### [SHORT EXERCISE]
Repeat the listing below word for word, from its start through the line containing "169L110 165L109 165L107", with both ends included. Leave out the picture.

[Outlines of labeled areas]
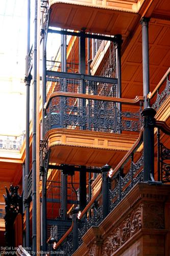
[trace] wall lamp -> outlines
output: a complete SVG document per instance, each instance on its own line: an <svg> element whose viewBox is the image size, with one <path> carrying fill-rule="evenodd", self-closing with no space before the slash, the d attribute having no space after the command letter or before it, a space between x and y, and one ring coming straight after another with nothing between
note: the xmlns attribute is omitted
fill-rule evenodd
<svg viewBox="0 0 170 256"><path fill-rule="evenodd" d="M113 169L110 165L109 165L107 163L105 165L104 165L101 167L101 170L102 173L109 173L108 176L110 178L111 178L111 176L113 173Z"/></svg>

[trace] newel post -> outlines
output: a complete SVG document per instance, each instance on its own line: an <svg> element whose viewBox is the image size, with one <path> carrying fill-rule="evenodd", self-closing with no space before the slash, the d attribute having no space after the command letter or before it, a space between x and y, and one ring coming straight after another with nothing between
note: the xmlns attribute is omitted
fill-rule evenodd
<svg viewBox="0 0 170 256"><path fill-rule="evenodd" d="M111 167L106 164L101 168L102 173L102 204L103 219L104 220L109 213L109 178L107 173Z"/></svg>
<svg viewBox="0 0 170 256"><path fill-rule="evenodd" d="M73 251L76 251L79 246L78 214L80 209L75 208L72 211L73 216Z"/></svg>
<svg viewBox="0 0 170 256"><path fill-rule="evenodd" d="M143 181L154 178L154 126L156 111L152 108L144 109L141 113L144 117L143 126Z"/></svg>

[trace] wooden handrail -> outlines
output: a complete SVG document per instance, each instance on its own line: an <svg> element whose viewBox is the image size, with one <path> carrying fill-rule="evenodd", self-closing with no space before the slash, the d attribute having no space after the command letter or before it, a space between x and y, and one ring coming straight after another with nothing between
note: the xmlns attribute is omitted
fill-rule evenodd
<svg viewBox="0 0 170 256"><path fill-rule="evenodd" d="M140 145L142 139L142 135L143 135L143 128L141 129L140 132L139 136L138 138L136 141L135 143L132 146L131 149L127 153L124 157L122 159L120 162L117 164L117 165L115 167L113 171L113 173L111 175L109 176L109 177L111 179L118 172L119 169L121 167L122 167L127 161L129 159L131 156L131 154L135 150L137 150L137 148ZM109 173L108 173L108 175L109 175Z"/></svg>
<svg viewBox="0 0 170 256"><path fill-rule="evenodd" d="M159 128L164 133L170 135L170 127L163 121L156 121L156 127Z"/></svg>
<svg viewBox="0 0 170 256"><path fill-rule="evenodd" d="M135 104L140 101L143 101L143 97L141 96L136 96L134 99L126 99L124 98L116 98L115 97L107 97L99 95L90 95L89 94L83 94L82 93L68 93L66 92L57 92L53 93L48 98L45 103L44 108L46 109L48 106L50 100L54 97L64 96L70 97L71 98L79 98L80 99L93 99L96 100L103 100L105 101L112 101L115 102L120 102L124 104Z"/></svg>
<svg viewBox="0 0 170 256"><path fill-rule="evenodd" d="M101 194L101 192L102 191L102 185L101 185L101 187L98 192L95 193L94 196L92 198L91 200L88 203L88 204L86 205L86 206L85 207L84 210L82 211L82 213L81 214L81 215L79 218L79 220L81 220L85 214L86 212L86 211L88 210L88 209L90 208L90 206L92 206L93 203L94 203L94 201L98 198L98 197L100 196L100 194Z"/></svg>
<svg viewBox="0 0 170 256"><path fill-rule="evenodd" d="M70 226L70 227L65 233L65 234L62 237L62 238L61 238L61 239L60 239L60 240L57 243L56 248L58 247L58 246L59 245L60 245L60 244L61 244L61 243L62 243L63 242L63 241L64 240L64 239L66 239L66 238L67 237L67 236L68 236L68 234L69 234L69 233L72 230L72 228L73 228L73 222L72 222L72 224L71 224L71 226Z"/></svg>
<svg viewBox="0 0 170 256"><path fill-rule="evenodd" d="M162 85L162 83L165 80L167 76L168 75L168 74L170 73L170 68L167 70L164 75L163 76L161 80L159 82L157 86L157 87L155 88L154 91L152 92L152 93L150 93L148 94L147 97L149 99L151 99L155 94L157 90L159 89L159 88L161 87Z"/></svg>

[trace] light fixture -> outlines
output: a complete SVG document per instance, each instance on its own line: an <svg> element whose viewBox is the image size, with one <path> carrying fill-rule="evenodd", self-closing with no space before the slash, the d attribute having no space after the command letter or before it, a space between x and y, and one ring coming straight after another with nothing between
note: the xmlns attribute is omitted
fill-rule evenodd
<svg viewBox="0 0 170 256"><path fill-rule="evenodd" d="M80 218L81 214L82 214L82 212L81 211L81 210L79 210L79 211L78 212L78 214L77 215L77 218L79 219L79 220L80 219Z"/></svg>
<svg viewBox="0 0 170 256"><path fill-rule="evenodd" d="M101 170L102 173L109 173L108 176L110 178L111 178L112 175L113 173L113 169L107 163L102 166Z"/></svg>

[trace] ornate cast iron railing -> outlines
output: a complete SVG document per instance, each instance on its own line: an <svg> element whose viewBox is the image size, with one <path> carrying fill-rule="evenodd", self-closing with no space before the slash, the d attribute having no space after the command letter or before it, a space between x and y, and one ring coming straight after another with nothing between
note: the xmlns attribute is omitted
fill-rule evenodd
<svg viewBox="0 0 170 256"><path fill-rule="evenodd" d="M134 157L137 150L142 142L142 131L139 138L134 146L125 156L121 161L120 165L118 165L113 170L109 177L112 180L110 184L110 203L109 212L112 211L118 203L125 197L127 193L138 182L142 180L143 156L140 153L137 153L137 159L134 163ZM129 163L129 160L131 162ZM85 209L79 215L78 218L78 247L82 243L82 237L92 226L98 226L103 220L103 196L102 196L102 185L88 204ZM69 234L68 239L70 245L71 253L72 250L73 233L71 230ZM67 235L65 234L62 239L58 243L57 250L63 250L67 245ZM68 255L71 255L68 254Z"/></svg>
<svg viewBox="0 0 170 256"><path fill-rule="evenodd" d="M164 145L166 140L163 139L163 143L160 142L162 134L170 135L170 129L165 123L157 121L156 123L157 130L157 162L158 180L163 183L170 182L170 149Z"/></svg>
<svg viewBox="0 0 170 256"><path fill-rule="evenodd" d="M0 135L0 149L19 151L23 139L23 135L20 136Z"/></svg>
<svg viewBox="0 0 170 256"><path fill-rule="evenodd" d="M48 95L56 92L110 97L117 95L117 80L115 78L50 71L46 73Z"/></svg>
<svg viewBox="0 0 170 256"><path fill-rule="evenodd" d="M169 73L170 68L153 92L149 95L152 108L156 111L160 108L170 95Z"/></svg>
<svg viewBox="0 0 170 256"><path fill-rule="evenodd" d="M59 96L55 96L57 94ZM117 98L93 99L88 95L69 94L64 97L53 94L45 109L46 132L54 128L85 130L107 133L118 131L139 132L141 127L141 107L136 113L120 111ZM65 94L65 95L67 94ZM94 98L95 99L95 98ZM96 98L97 99L101 98ZM102 98L103 99L103 98ZM109 99L112 101L109 101Z"/></svg>

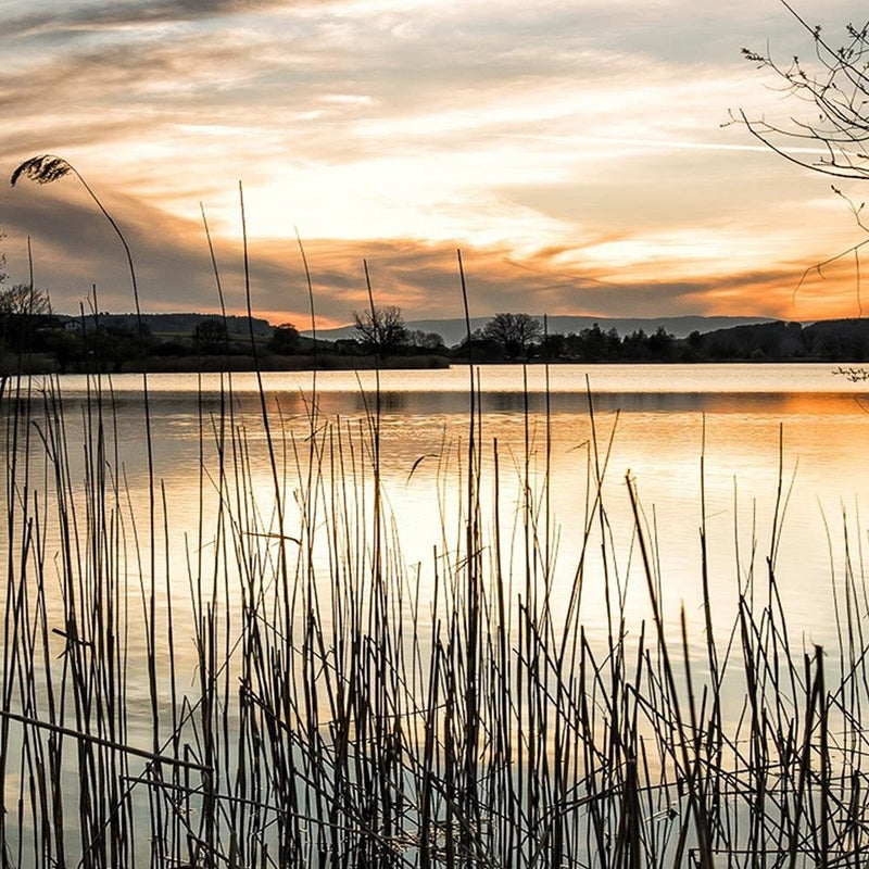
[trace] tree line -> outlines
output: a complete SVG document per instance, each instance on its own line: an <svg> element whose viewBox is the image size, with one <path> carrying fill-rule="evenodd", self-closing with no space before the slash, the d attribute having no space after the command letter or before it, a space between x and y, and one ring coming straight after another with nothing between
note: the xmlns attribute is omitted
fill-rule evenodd
<svg viewBox="0 0 869 869"><path fill-rule="evenodd" d="M0 274L0 278L2 274ZM765 323L677 338L663 327L619 335L599 324L577 332L549 333L530 314L501 312L469 338L446 347L443 337L408 328L395 305L351 313L353 337L338 340L302 335L292 323L272 327L257 320L257 358L264 367L370 367L414 364L417 367L471 361L515 362L727 362L826 360L869 361L869 319ZM193 328L152 333L151 325ZM250 357L250 330L244 317L209 315L88 314L56 316L48 293L26 285L0 286L0 355L3 370L128 370L142 364L154 369L196 370L224 360ZM416 358L413 358L416 357ZM281 363L280 360L287 360ZM17 361L17 362L16 362ZM22 362L24 361L24 362ZM290 367L292 367L290 365Z"/></svg>

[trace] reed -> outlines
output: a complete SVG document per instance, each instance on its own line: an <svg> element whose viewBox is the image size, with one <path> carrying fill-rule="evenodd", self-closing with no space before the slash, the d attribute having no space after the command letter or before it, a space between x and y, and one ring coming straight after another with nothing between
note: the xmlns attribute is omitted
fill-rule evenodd
<svg viewBox="0 0 869 869"><path fill-rule="evenodd" d="M461 256L458 273L469 318ZM374 306L367 264L365 281ZM411 470L438 463L441 520L430 563L407 565L379 388L362 418L329 418L314 381L295 418L262 381L251 402L222 378L200 395L199 518L178 541L150 436L144 482L124 464L112 378L77 403L63 385L0 393L3 866L866 864L862 553L846 534L833 657L798 652L778 589L783 473L766 569L741 568L727 630L701 527L697 656L684 613L665 624L658 530L630 477L627 564L614 542L617 419L601 430L591 390L568 546L549 404L537 419L526 402L511 456L487 439L471 364L466 431ZM632 631L638 581L651 616Z"/></svg>

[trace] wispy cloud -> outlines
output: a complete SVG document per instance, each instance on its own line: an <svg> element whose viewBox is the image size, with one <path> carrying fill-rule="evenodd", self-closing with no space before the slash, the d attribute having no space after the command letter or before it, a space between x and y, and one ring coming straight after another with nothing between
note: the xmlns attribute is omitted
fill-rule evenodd
<svg viewBox="0 0 869 869"><path fill-rule="evenodd" d="M329 320L354 306L363 255L390 301L449 315L457 245L480 313L781 313L792 264L854 237L822 180L720 127L730 108L780 99L742 45L805 47L776 3L9 5L0 166L73 160L129 225L155 305L213 303L199 202L237 259L238 178L257 304L301 316L298 225ZM804 5L833 25L862 11ZM123 269L73 192L3 191L0 209L11 261L29 234L56 295L97 280L123 305ZM849 310L841 278L824 287L834 302L806 304Z"/></svg>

### [SOLUTION FOR THIS TASK]
[trace] wall lamp -> outlines
output: a complete SVG document per instance, each instance on its own line: an <svg> element whose viewBox is the image size, with one <path> carrying fill-rule="evenodd", self-closing with no space before the slash, the d attribute having no space after the command letter or before it, a space between x and y, and one ring coming straight after another with nothing between
note: the xmlns attribute is omitted
fill-rule evenodd
<svg viewBox="0 0 170 256"><path fill-rule="evenodd" d="M113 169L110 165L109 165L107 163L105 165L104 165L101 167L101 170L102 173L109 173L108 176L110 178L111 178L111 176L113 173Z"/></svg>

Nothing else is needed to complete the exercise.